_PROMPT A_
Answer these three questions about the passage on counterfeit goods seizures, one line each:
(i) What was the value of sunglasses seized?
(ii) Who is identified as CBP commissioner?
(iii) How many IPR actions were there in 2008?
_PROMPT B_
Can you write the next few sentences of the passage on counterfeit goods seizures, picking up after its last line?

The value of sunglasses seized nearly doubled to $7.9 million from $4 million. Seizures of perfumes and colognes grew 459 percent to $6.7 million from $1.2 million.
“CBP is improving the effectiveness of [intellectual property rights] enforcement by focusing on imports at high risk for counterfeiting and piracy, especially those that threaten the health, safety or security of the American people,” said W. Ralph Bashem, CBP commissioner.
Overall, about $272.7 million in counterfeit and pirated goods was seized in 2008, a 38.6 percent hike in value from the previous year. The total number of IPR actions increased to 14,992 in 2008, compared with 13,657 the prior year.

_DATA SECTION_

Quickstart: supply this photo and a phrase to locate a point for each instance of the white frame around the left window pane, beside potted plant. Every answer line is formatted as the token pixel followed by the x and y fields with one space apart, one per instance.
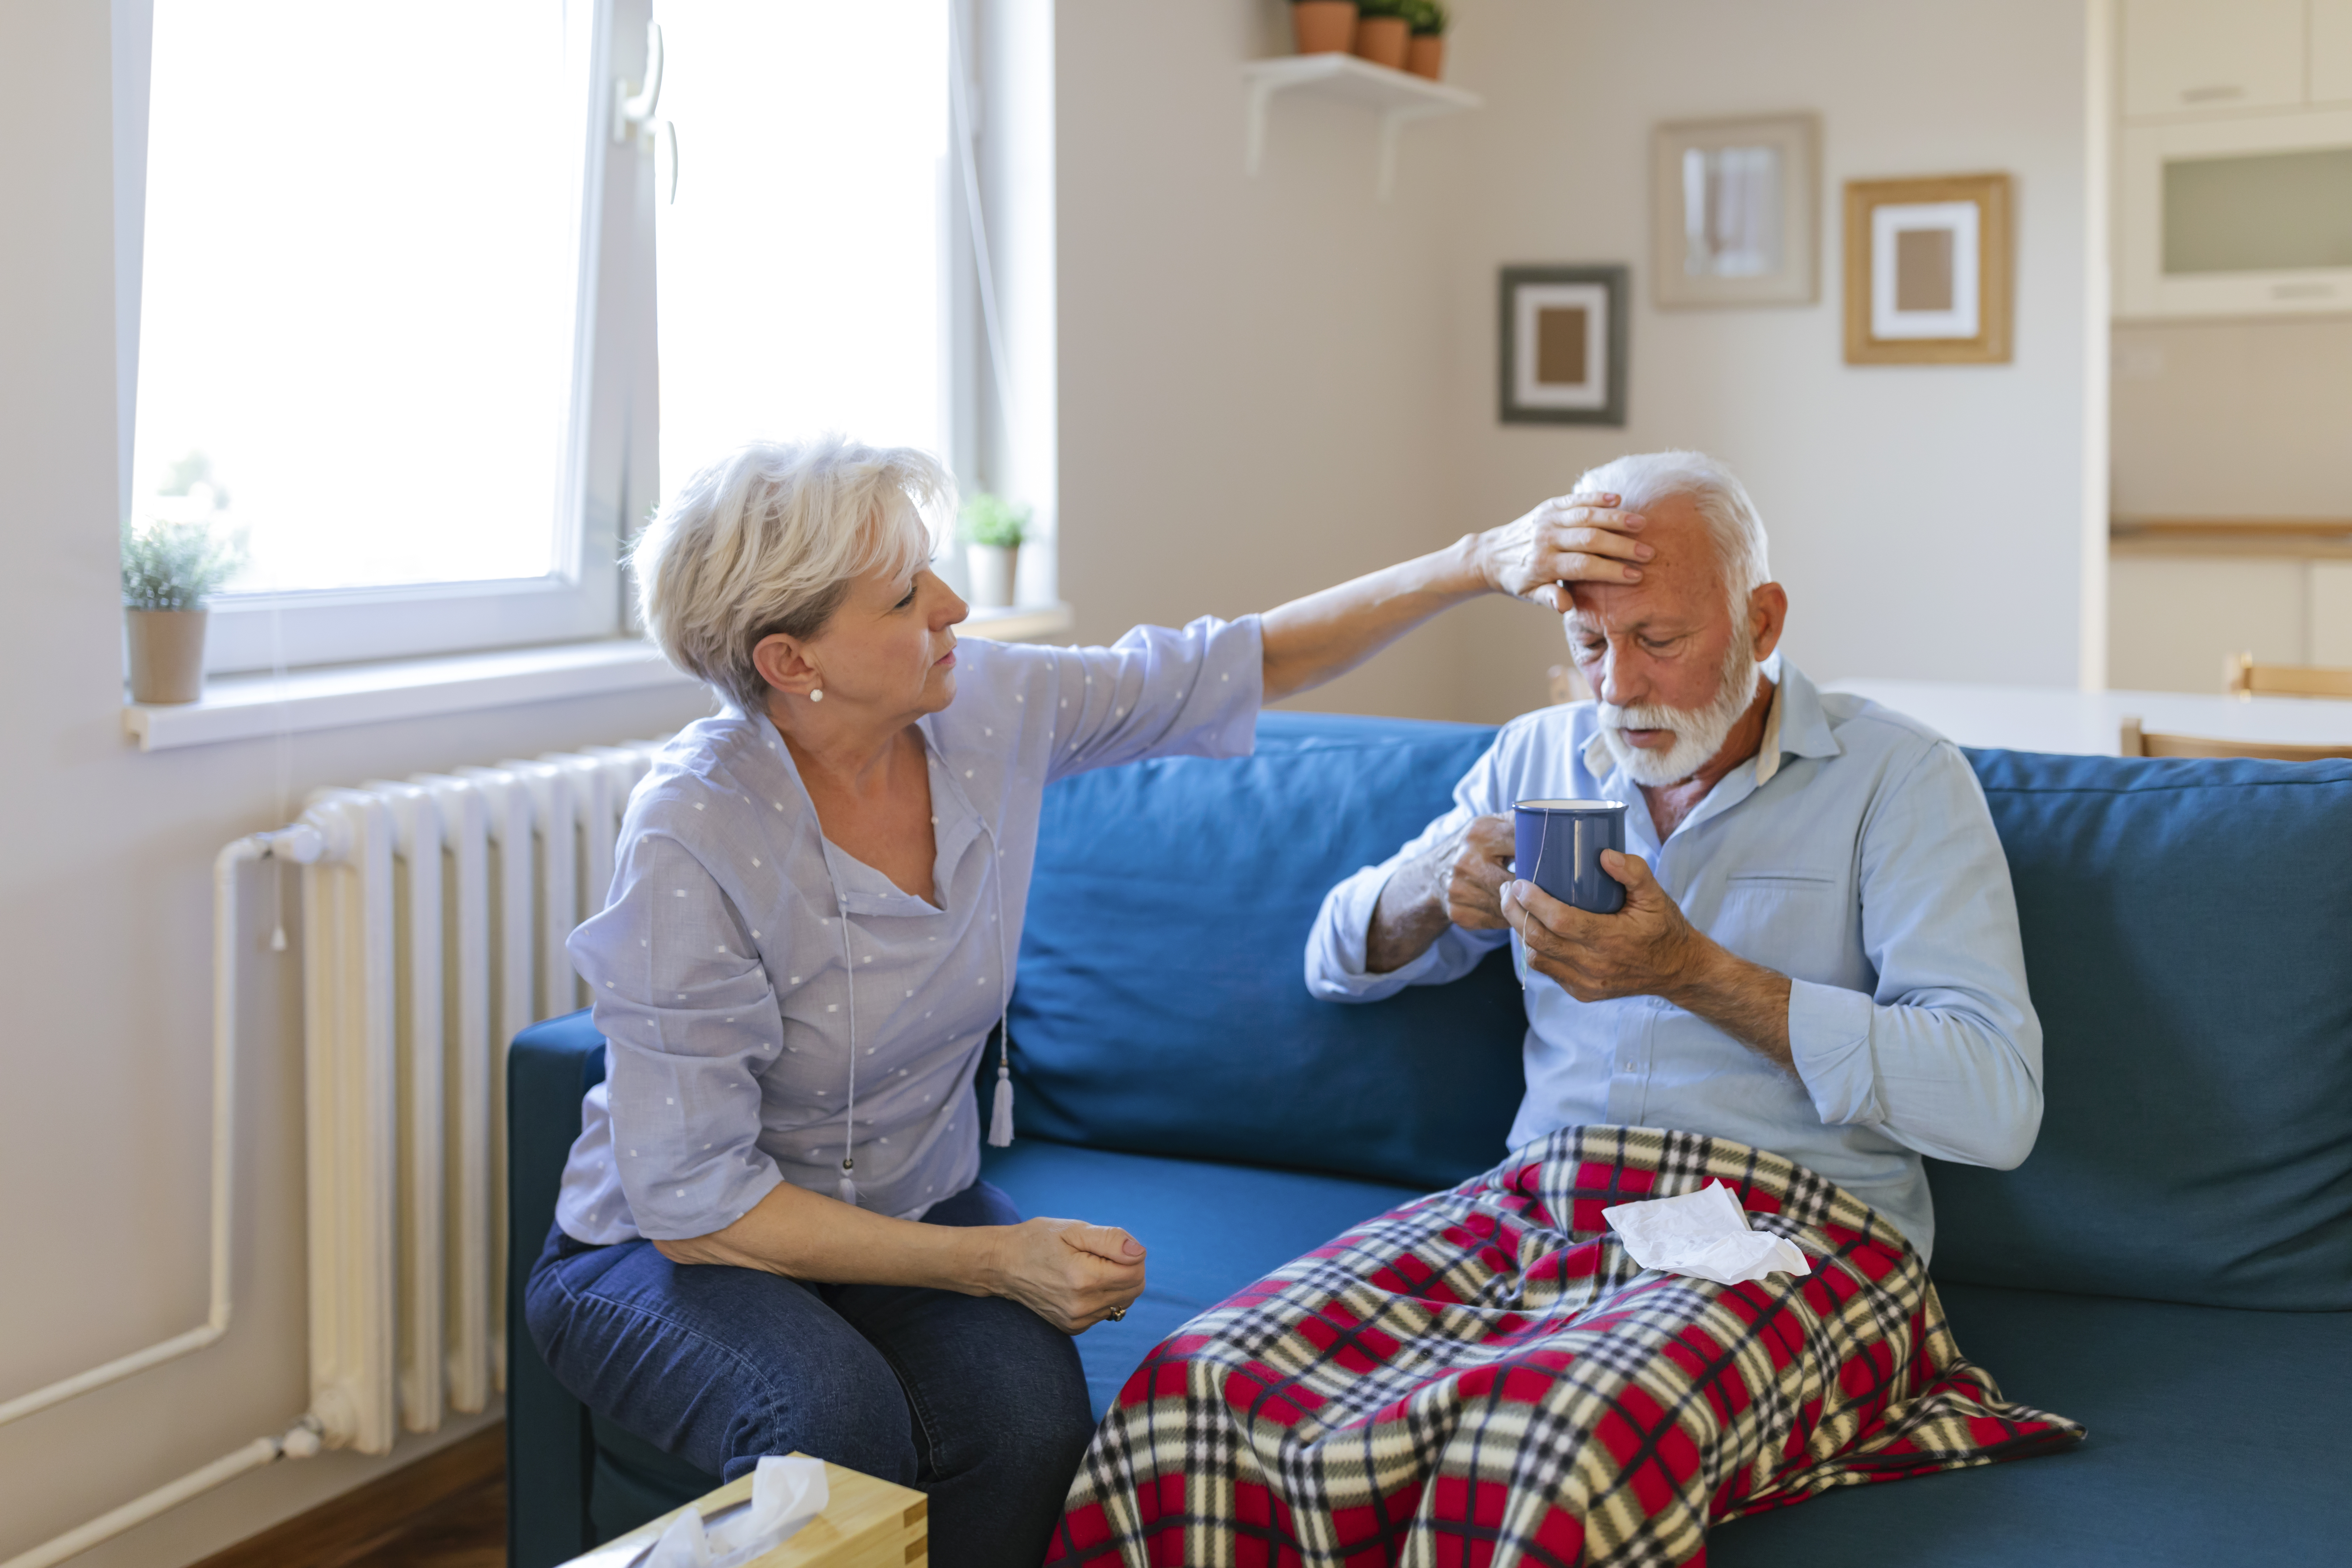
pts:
pixel 610 478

_EXERCISE OUTPUT A_
(i) $7.9 million
(ii) W. Ralph Bashem
(iii) 14,992

_EXERCISE OUTPUT B_
China continued to be the largest single source of infringing merchandise, accounting for 81 percent of all fake goods seized in 2008. Taiwan, India, South Korea and Hong Kong rounded out the top five biggest suppliers of infringing goods. Counterfeit footwear from China was responsible for 96 percent of all infringing footwear.
“Our increasing success in identifying and seizing counterfeit goods from the stream of commerce and prosecuting the individuals who attempt to circumvent our nation’s laws serves as a strong deterrent to others who wish to turn a profit at the expense of consumer safety,” said John Torres, Homeland Security’s acting assistant secretary for ICE.